= Short task 1 =
Answer these questions using the excerpt on avoiding repeated function evaluations:
(a) What does the set $$X_2$$ contain?
(b) In what kinds of structures does the excerpt suggest saving a computed result?
(c) If $$X_j = \{a, b, c\}$$, how many times will $$f(a, b, c)$$ have to be evaluated?
= Short task 2 =
Summarize the excerpt on avoiding repeated function evaluations in two sentences.

Count how many times each $$x_i$$ occurs in the argument list.

Suppose $$X_1$$ is the set of $$x_i$$ that occur once, $$X_2$$ is the set of $$x_i$$ that occur twice, ..., $$X_m$$ is the set of $$x_i$$ that occur $$m$$ times, ... etc.

Suppose $$y \in X_j$$, eventually you will have to evaluate $$f(y)$$ $$j$$ times. So instead of computing $$f(y)$$ $$j$$ times, just compute it once and save the result (in a dictionary, map, w/e).

Suppose $$X_j = \{a, b, c\}$$. You will have to evaluate $$f(a, b, c)$$ $$j$$ times. Instead of computing it $$j$$ times, evaluate it once and save the result.

Suppose $$d \in X_{2^p}$$ for some integer $$p$$. Let

• $$d_0 := f(d)$$
• $$d_1 := f(d, d) = f(f(d), f(d)) = f(d_1, d_1)$$
• $$d_2 := f(d, d, d, d) = f(f(d, d), f(d, d)) = f(d_1, d_1)$$
• ...

Entries for bounding box labeling:

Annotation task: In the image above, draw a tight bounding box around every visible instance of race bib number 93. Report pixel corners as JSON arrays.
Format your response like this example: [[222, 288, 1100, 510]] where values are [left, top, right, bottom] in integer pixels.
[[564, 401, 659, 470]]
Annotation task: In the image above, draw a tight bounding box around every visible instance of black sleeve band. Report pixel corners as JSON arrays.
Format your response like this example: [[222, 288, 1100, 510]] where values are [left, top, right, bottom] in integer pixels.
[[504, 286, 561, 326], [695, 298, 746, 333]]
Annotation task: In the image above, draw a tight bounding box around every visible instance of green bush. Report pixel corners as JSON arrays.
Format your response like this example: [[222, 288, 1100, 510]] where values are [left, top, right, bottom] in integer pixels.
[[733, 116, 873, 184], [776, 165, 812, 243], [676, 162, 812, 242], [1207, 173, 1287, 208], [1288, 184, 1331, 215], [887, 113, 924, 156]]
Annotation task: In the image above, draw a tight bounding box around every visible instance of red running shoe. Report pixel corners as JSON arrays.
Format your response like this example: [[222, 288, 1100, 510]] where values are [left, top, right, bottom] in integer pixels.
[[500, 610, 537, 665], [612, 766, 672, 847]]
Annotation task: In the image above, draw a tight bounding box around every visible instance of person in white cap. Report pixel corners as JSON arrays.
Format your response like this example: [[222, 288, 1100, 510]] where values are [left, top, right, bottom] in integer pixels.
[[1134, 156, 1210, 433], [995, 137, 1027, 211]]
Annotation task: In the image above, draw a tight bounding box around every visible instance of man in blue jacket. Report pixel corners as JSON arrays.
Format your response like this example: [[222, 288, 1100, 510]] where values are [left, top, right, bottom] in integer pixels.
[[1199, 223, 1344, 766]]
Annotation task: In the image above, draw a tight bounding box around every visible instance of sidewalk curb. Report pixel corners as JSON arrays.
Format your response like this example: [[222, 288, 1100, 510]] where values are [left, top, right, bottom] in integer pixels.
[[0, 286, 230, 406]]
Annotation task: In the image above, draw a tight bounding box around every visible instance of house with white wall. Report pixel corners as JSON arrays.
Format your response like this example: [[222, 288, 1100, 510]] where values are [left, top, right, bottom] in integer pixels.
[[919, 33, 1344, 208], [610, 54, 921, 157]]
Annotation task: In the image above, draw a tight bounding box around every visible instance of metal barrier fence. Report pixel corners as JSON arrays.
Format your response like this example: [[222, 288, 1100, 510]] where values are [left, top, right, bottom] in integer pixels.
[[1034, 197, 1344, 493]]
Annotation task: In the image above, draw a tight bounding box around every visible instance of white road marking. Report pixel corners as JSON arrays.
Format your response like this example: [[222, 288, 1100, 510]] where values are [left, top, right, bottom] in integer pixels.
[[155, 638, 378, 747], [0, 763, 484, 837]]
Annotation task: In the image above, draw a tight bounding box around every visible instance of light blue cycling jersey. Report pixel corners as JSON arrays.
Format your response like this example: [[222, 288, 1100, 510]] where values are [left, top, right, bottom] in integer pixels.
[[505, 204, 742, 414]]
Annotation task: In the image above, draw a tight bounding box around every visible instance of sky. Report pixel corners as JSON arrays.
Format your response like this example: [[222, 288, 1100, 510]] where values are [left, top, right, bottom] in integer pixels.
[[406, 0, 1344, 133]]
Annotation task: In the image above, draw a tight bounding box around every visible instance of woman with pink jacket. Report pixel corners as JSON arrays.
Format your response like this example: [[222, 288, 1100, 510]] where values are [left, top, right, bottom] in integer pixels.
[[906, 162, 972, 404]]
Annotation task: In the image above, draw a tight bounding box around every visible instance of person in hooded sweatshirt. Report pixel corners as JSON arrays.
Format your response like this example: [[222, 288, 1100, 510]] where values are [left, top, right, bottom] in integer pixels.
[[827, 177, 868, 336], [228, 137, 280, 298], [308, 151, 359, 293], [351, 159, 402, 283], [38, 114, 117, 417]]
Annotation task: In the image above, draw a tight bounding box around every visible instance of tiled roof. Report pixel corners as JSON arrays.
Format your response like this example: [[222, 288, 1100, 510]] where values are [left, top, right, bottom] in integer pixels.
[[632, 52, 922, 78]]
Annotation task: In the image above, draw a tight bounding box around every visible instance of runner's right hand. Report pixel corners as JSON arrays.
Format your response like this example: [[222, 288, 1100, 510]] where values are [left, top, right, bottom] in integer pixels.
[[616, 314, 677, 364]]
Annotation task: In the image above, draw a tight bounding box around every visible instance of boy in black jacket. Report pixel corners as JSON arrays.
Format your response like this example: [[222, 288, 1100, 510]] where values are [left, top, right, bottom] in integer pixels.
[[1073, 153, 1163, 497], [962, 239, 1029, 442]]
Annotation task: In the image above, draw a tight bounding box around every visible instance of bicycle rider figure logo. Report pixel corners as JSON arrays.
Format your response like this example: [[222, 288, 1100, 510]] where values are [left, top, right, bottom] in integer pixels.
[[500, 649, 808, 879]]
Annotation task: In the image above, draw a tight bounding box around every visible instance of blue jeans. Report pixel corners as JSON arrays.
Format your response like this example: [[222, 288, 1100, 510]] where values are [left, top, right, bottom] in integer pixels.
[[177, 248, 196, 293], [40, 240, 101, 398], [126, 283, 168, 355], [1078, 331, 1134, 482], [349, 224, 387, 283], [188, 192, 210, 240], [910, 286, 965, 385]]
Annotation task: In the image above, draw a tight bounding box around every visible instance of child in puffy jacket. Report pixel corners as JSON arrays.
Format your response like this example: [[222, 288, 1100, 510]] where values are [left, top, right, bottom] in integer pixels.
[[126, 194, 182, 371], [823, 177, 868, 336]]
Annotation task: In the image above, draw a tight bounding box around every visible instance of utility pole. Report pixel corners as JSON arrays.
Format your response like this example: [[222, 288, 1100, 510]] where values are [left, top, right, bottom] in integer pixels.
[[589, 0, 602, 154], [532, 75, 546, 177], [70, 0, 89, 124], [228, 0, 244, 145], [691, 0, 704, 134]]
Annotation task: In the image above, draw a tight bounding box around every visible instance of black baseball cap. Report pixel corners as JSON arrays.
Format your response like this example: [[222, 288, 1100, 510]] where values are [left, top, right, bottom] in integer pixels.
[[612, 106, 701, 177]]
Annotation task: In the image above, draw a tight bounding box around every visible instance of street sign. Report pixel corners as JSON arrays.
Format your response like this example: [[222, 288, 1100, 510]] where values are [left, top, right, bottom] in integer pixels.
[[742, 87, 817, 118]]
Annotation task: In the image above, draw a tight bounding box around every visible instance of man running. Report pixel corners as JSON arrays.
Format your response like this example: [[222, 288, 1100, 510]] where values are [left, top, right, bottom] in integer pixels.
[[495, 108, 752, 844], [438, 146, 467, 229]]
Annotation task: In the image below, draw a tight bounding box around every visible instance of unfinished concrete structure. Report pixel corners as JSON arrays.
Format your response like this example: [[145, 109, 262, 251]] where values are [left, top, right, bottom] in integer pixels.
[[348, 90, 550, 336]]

= Full answer 1 =
(a) The $$x_i$$ that occur twice in the argument list.
(b) A dictionary or a map.
(c) $$j$$ times.

= Full answer 2 =
The excerpt counts how many times each $$x_i$$ occurs in the argument list and groups the values into sets $$X_1, X_2, \ldots$$ by how often they occur. Because a value in $$X_j$$ would have $$f$$ evaluated on it $$j$$ times, $$f$$ should be computed once and the result saved in a dictionary or map.